## DATA LISTING
====

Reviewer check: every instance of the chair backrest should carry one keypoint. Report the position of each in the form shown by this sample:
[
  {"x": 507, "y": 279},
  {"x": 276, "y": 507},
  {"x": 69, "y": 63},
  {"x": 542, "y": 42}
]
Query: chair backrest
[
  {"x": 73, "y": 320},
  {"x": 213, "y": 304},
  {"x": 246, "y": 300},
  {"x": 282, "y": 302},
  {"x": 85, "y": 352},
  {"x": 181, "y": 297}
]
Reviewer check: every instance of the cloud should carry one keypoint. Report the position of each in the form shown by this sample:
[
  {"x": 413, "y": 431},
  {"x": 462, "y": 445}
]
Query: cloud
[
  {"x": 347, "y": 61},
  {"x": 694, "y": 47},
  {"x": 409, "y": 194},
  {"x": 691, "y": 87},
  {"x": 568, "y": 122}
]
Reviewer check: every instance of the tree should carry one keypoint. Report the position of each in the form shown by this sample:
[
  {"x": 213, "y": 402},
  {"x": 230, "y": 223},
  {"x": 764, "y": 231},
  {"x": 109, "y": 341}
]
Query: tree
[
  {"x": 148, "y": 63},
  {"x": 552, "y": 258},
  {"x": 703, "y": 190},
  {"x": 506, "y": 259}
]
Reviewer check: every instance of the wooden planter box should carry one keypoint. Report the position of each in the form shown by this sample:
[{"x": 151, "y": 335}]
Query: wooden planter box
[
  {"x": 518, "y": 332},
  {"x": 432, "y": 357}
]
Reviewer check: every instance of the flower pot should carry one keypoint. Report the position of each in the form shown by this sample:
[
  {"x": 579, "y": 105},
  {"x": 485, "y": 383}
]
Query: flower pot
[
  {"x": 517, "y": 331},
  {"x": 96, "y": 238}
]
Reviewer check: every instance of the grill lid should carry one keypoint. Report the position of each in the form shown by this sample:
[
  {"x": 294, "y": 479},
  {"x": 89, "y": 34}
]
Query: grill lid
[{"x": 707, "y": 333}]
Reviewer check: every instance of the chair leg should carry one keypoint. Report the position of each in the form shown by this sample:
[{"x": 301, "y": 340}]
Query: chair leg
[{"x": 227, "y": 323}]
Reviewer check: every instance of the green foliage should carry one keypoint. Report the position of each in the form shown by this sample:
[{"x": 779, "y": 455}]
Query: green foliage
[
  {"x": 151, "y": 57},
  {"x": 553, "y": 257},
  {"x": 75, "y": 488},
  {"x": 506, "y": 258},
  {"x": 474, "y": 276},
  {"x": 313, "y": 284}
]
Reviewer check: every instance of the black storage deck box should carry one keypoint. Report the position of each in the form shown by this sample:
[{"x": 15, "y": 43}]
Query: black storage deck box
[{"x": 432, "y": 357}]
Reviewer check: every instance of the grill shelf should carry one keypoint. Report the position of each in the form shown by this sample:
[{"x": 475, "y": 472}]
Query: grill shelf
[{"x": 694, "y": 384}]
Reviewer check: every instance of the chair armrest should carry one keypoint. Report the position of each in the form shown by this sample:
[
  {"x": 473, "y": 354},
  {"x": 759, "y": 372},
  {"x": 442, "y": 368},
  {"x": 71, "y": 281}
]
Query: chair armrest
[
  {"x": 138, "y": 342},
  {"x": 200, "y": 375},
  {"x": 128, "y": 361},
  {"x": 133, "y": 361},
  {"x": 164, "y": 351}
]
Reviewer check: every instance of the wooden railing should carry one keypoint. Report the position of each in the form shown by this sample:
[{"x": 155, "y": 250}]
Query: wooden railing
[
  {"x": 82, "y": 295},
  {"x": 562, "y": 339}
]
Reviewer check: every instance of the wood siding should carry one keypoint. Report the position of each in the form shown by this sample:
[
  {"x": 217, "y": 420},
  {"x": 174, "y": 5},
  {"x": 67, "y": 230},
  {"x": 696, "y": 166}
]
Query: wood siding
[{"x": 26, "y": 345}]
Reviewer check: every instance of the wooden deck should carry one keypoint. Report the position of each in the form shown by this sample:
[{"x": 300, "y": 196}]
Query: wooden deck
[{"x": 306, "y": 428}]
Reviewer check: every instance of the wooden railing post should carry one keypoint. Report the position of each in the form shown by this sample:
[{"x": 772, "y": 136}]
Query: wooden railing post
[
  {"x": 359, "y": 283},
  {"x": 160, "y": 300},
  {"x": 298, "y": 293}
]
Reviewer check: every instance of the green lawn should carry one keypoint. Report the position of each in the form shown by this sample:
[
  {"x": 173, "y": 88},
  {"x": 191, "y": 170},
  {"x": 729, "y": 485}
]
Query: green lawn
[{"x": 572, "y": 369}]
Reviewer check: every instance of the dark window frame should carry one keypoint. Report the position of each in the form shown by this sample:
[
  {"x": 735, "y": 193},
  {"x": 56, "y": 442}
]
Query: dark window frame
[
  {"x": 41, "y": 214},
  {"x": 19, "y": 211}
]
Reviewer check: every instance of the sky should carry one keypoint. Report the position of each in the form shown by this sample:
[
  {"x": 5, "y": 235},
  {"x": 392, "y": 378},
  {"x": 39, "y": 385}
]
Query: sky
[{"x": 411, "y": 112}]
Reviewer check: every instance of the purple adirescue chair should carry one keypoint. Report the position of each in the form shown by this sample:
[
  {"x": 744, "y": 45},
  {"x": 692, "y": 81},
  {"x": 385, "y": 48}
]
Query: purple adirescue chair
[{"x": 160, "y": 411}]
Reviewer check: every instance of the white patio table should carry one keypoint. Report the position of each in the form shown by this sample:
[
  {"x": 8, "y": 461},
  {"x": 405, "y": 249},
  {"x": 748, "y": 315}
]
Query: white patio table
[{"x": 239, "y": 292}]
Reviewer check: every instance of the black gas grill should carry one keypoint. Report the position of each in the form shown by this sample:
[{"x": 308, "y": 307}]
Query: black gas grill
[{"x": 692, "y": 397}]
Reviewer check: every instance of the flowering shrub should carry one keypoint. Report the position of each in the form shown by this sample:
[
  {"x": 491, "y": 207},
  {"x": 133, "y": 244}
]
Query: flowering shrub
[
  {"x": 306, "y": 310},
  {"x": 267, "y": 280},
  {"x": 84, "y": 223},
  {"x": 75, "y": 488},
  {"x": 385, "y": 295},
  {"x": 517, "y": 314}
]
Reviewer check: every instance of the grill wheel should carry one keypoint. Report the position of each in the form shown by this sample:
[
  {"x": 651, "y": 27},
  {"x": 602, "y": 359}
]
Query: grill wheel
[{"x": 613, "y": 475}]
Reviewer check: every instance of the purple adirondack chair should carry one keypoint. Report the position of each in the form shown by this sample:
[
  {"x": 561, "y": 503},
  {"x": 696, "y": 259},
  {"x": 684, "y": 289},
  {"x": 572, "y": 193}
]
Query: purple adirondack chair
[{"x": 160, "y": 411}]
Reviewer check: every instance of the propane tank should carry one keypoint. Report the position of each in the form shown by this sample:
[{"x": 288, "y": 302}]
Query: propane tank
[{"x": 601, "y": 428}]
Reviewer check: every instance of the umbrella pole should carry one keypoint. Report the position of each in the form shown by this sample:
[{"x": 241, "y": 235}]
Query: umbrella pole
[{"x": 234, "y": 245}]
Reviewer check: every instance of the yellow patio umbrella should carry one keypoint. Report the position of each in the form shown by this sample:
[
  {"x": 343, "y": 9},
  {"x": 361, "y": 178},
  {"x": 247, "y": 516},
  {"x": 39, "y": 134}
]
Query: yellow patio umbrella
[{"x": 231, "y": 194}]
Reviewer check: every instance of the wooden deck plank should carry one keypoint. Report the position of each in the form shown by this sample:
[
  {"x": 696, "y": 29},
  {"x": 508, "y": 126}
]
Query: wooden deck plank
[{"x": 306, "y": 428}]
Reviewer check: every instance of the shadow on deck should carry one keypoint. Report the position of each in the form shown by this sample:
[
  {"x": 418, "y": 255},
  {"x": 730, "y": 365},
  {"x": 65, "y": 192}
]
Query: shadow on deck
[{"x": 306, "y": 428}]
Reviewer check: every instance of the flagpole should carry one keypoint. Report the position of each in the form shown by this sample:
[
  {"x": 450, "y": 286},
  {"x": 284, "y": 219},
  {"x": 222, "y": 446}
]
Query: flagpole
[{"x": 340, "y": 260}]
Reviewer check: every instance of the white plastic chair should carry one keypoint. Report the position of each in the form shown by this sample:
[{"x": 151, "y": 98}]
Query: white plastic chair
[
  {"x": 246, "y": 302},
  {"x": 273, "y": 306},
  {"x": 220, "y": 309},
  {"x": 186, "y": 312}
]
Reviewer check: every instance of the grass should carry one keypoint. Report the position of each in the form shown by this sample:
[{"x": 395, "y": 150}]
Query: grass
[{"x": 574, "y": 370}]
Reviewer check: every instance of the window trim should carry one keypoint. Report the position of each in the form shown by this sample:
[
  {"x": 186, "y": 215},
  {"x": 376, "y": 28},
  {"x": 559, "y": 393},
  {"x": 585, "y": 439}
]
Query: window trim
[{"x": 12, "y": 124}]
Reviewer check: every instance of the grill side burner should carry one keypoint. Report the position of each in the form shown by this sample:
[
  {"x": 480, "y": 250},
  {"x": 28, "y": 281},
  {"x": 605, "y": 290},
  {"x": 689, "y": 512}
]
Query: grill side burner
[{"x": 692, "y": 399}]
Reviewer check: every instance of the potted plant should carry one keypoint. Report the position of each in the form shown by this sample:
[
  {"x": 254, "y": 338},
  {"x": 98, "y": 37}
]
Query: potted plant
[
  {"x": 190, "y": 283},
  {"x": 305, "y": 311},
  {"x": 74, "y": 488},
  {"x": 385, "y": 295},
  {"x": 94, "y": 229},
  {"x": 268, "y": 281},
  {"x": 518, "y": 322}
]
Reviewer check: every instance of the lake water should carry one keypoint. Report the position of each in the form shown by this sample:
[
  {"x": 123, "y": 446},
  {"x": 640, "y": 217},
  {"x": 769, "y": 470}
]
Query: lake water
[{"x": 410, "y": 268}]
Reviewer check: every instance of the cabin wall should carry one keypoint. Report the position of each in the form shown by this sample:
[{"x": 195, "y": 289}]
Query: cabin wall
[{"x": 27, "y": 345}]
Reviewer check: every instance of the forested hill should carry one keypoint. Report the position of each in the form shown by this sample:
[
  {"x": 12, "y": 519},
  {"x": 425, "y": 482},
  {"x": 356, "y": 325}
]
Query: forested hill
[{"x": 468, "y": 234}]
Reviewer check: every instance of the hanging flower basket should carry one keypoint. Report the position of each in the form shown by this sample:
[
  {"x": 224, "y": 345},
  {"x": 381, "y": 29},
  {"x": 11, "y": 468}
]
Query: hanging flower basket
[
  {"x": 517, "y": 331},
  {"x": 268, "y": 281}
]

====

## PROBLEM
When you reach the line that holds "Query: cabin wall", please copy it and every line after it through the end of the listing, exactly and with no other lines.

## TASK OUTPUT
Query: cabin wall
[{"x": 27, "y": 345}]
Reviewer check: every instance of the forested hill should carry one keypoint. Report the position of each in the form shown by this sample:
[
  {"x": 12, "y": 519},
  {"x": 425, "y": 482},
  {"x": 356, "y": 325}
]
Query: forested hill
[{"x": 468, "y": 234}]
Reviewer check: every instance of the hanging flower basket should carry one keypoint. Report the position of each in the form shown by this sample:
[
  {"x": 224, "y": 345},
  {"x": 381, "y": 29},
  {"x": 11, "y": 468}
]
Query: hanging flower basket
[
  {"x": 517, "y": 331},
  {"x": 268, "y": 281}
]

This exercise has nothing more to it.